▶ **Given passage**
>> START
Tag Archives: in

#1287: Stephen Malkmus and the Jicks – Stick Figures in Love

The tale of how I came to know Stephen Malkmus and the Jicks’ 2011 album Mirror Traffic is one that I think I told quite well and hopefully with some clarity, when I wrote about other song ‘Senator’ a few months back. Without trying to repeat myself, I’ll just say the record made those first few months of my fresher year in university that little more enjoyable whenever I was in those moments of solitude in my room in the student flat. Can’t say I took in the whole package, I think, even at 18, I was still adjusting to really focusing on albums and listening to them in one sitting. But songs like the aforementioned ‘Senator’, ‘Fall Away’, the first track ‘Tigers’ – which will get its due on here one day – and the seventh song, today’s feature, ‘Stick Figures in Love’ were instantaneous likes on my part, from what I can recall.

I go on Spotify and I see ‘Stick Figures…’ being the most popular song on there, at least at the time of writing this, with a little over 3.2 million plays. Just over two million more than the next one. It was released as a promotional single for the album in 2012, but it’s not like it hit the airwaves and played constantly. Didn’t make it into the charts. So I can only put the popularity down to the immediate appeal initiated by the opening guitar riff. Straight out of the gate, Malkmus lays down a lead guitar passage that soars and gallops – changing up the delivery as the basic rhythm underneath goes on for an extra measure or something. This riff comes back at regular intervals, sort of acting as an instrumental chorus of the track. Choruses are meant to be the most memorable parts of a song, right? From how I’ve come to know music, anyway. And that’s certainly the case for the guitar solo ‘Stick Figures in Love’ revolves around.
>> END
▶ **Written task 1**
Sum up the post on 'Stick Figures in Love' in two sentences.
▶ **Written task 2**
Using the post on 'Stick Figures in Love', decide whether each statement agrees with it: (a) the song came out as a promotional single in 2012; (b) the song reached the charts; (c) at 18 the writer was already used to hearing albums in one sitting. Answer yes or no for each and quote the deciding words.
▶ **Written task 3**
Reproduce the stretch of the post on 'Stick Figures in Love' from "#1287: Stephen Malkmus" through "I can recall.".

▶ **Dataset records**
>> START
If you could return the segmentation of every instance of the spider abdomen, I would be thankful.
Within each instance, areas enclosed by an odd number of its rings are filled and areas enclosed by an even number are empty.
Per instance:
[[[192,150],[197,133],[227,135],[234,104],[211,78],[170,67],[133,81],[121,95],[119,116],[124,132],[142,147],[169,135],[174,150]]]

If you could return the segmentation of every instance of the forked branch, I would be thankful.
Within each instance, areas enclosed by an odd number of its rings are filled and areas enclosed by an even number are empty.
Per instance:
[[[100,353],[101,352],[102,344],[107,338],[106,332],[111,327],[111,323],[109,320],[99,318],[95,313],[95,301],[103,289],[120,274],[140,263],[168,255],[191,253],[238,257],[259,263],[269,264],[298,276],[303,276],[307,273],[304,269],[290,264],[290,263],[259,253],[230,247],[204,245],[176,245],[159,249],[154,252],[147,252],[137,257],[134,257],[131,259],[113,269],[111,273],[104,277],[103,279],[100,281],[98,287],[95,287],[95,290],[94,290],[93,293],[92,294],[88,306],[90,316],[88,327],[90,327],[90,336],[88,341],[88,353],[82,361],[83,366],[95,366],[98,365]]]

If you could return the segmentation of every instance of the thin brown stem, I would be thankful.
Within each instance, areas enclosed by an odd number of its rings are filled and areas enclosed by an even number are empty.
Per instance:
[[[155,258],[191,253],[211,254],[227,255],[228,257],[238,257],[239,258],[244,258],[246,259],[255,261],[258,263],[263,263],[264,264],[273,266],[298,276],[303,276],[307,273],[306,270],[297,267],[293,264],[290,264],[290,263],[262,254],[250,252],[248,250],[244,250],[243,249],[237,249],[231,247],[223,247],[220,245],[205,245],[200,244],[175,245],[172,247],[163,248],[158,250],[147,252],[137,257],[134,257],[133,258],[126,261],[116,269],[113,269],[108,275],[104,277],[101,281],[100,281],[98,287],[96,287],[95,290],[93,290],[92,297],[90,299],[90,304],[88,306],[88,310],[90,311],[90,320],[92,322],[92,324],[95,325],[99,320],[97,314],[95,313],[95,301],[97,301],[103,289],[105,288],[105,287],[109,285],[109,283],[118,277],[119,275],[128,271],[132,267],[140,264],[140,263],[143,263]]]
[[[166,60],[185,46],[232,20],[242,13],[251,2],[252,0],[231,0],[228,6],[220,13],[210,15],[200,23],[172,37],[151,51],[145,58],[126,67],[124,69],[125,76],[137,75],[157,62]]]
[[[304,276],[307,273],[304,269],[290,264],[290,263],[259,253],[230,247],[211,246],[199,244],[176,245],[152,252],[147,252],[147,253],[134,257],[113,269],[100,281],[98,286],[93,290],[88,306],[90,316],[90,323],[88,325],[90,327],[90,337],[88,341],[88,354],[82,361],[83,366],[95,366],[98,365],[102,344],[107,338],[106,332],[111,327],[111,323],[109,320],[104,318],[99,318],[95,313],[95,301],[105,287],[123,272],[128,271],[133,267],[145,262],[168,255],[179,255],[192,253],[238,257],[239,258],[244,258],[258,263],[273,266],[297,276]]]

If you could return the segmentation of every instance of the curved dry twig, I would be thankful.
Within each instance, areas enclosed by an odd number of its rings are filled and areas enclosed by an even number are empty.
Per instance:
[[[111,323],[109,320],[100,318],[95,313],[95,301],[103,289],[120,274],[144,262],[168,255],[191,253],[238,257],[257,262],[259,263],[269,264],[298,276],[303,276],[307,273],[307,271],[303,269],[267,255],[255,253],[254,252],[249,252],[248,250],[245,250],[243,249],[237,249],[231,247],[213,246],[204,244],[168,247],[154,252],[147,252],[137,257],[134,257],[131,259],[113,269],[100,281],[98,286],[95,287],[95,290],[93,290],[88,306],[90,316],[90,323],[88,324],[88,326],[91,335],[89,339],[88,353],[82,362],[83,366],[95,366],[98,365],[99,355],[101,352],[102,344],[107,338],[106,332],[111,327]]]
>> END
▶ **Correct response 1**
The writer recalls how Stephen Malkmus and the Jicks' 2011 album Mirror Traffic made the first months of a fresher year at university more enjoyable, with 'Stick Figures in Love', the seventh song, among the tracks liked instantly. On Spotify the song shows a little over 3.2 million plays, and the writer credits its popularity to the opening guitar riff, which returns at regular intervals like an instrumental chorus.

▶ **Correct response 2**
(a) Yes: "It was released as a promotional single for the album in 2012"
(b) No: "Didn’t make it into the charts."
(c) No: "I was still adjusting to really focusing on albums and listening to them in one sitting."

▶ **Correct response 3**
#1287: Stephen Malkmus and the Jicks – Stick Figures in Love

The tale of how I came to know Stephen Malkmus and the Jicks’ 2011 album Mirror Traffic is one that I think I told quite well and hopefully with some clarity, when I wrote about other song ‘Senator’ a few months back. Without trying to repeat myself, I’ll just say the record made those first few months of my fresher year in university that little more enjoyable whenever I was in those moments of solitude in my room in the student flat. Can’t say I took in the whole package, I think, even at 18, I was still adjusting to really focusing on albums and listening to them in one sitting. But songs like the aforementioned ‘Senator’, ‘Fall Away’, the first track ‘Tigers’ – which will get its due on here one day – and the seventh song, today’s feature, ‘Stick Figures in Love’ were instantaneous likes on my part, from what I can recall.